Excerpts from point annotation data:
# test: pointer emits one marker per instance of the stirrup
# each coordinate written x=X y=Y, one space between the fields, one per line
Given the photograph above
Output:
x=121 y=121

• **What the exercise asks**:
Write the listing out again, exactly as it reads.

• **Complete answer**:
# test: pointer emits one marker per instance of the stirrup
# each coordinate written x=X y=Y, one space between the fields, one per line
Given the photograph above
Output:
x=121 y=121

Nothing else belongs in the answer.